SELECTED PASSAGE:
= Beginning of Section =

Skip to main content
E
e
Glossary Term

Explainability

What fuels powerful AI systems? It all starts with training data. Learn how vast datasets, human feedback, and legal gray areas shape today’s most advanced models—and what challenges lie ahead.

By Tech Brew Staff

less than 3 min read

Back to Glossary

Definition:

Explainability is more or less what it sounds like: the ability to explain why an AI model has yielded a given result. For very simple machine learning algorithms, it might be easy. You can trace exactly how the input numbers were transformed through each part of an equation to reach the end result; it’s complicated but doable. These are collectively referred to as white-box AI.

OK, explain it a little more

For most of the more sophisticated neural networks at issue when we discuss AI today, it’s much more difficult, if not impossible. That’s why algorithms are often referred to as black-box systems. When it comes to large language models—key word: large—which, by nature, consist of billions of parameters, there’s no known way to explain exactly how they come up with their results.

The best that AI researchers currently have is an emerging sub-field called mechanistic interpretability, which seeks to understand the reasoning processes at play in massive foundation models—basically, how they “think.” Anthropic, for instance, has been able to identify clusters of concepts within Claude’s neural networks. More recently, it has started to understand the beginnings of how the system plots sentences and connects different languages.

= End of Section =

WORK ORDER 1: Reproduce the stretch of the explainability glossary entry from "Back to Glossary" through "with their results.".
WORK ORDER 2: Pick up the glossary entry on AI explainability after its final sentence and keep writing it.

DATASET RECORDS:
= Beginning of Section =

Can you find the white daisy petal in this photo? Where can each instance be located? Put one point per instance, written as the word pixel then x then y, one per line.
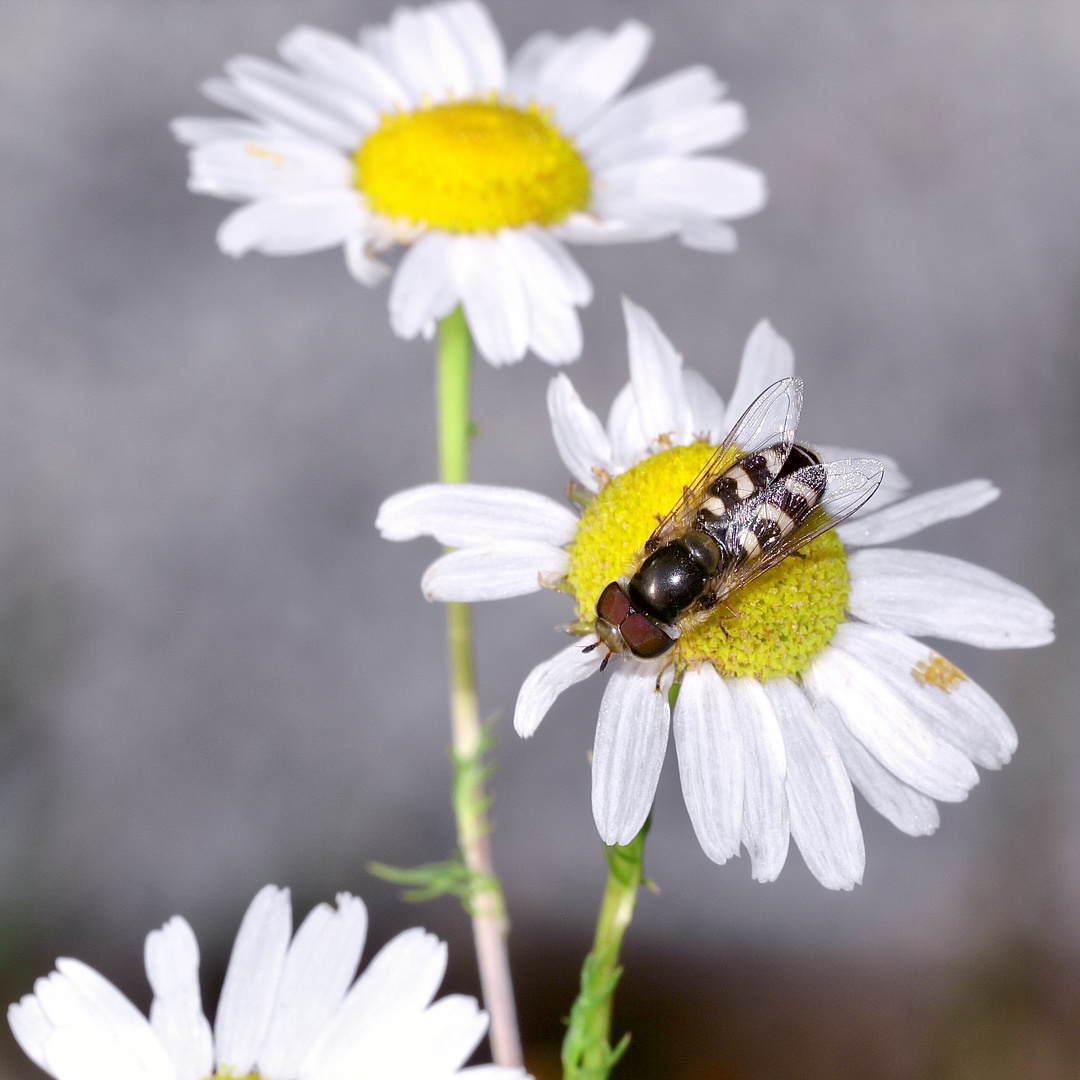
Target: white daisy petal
pixel 705 235
pixel 586 229
pixel 423 286
pixel 441 1040
pixel 550 265
pixel 910 811
pixel 293 225
pixel 554 329
pixel 99 1000
pixel 339 62
pixel 494 571
pixel 707 415
pixel 409 46
pixel 932 595
pixel 580 437
pixel 449 54
pixel 176 1015
pixel 711 761
pixel 549 679
pixel 480 40
pixel 583 73
pixel 696 127
pixel 493 1072
pixel 647 108
pixel 334 113
pixel 630 444
pixel 264 166
pixel 92 1055
pixel 893 485
pixel 320 966
pixel 459 515
pixel 629 750
pixel 397 984
pixel 679 187
pixel 765 826
pixel 251 982
pixel 656 372
pixel 267 92
pixel 487 279
pixel 526 65
pixel 194 131
pixel 917 513
pixel 820 799
pixel 889 729
pixel 767 359
pixel 31 1027
pixel 286 1008
pixel 950 704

= End of Section =

TASK RESULT 1:
Back to Glossary

Definition:

Explainability is more or less what it sounds like: the ability to explain why an AI model has yielded a given result. For very simple machine learning algorithms, it might be easy. You can trace exactly how the input numbers were transformed through each part of an equation to reach the end result; it’s complicated but doable. These are collectively referred to as white-box AI.

OK, explain it a little more

For most of the more sophisticated neural networks at issue when we discuss AI today, it’s much more difficult, if not impossible. That’s why algorithms are often referred to as black-box systems. When it comes to large language models—key word: large—which, by nature, consist of billions of parameters, there’s no known way to explain exactly how they come up with their results.

TASK RESULT 2:
The lack of explainability in most sophisticated AI can be an issue for a slew of reasons. If a company is using AI to make decisions about loans, jobs, or housing, regulators typically require more justification for denying an applicant than an algorithm’s say-so. AI systems are also prone to all sorts of biases, and the lack of explainability can make it harder to root them out.

In lieu of explainability in most modern AI systems, safety researchers instead must rely on evaluation, testing, validation, and trustworthiness. The industry has somewhat moved away from explainability as a goal and focused on transparency and openness of the underlying weights, source code, and data instead.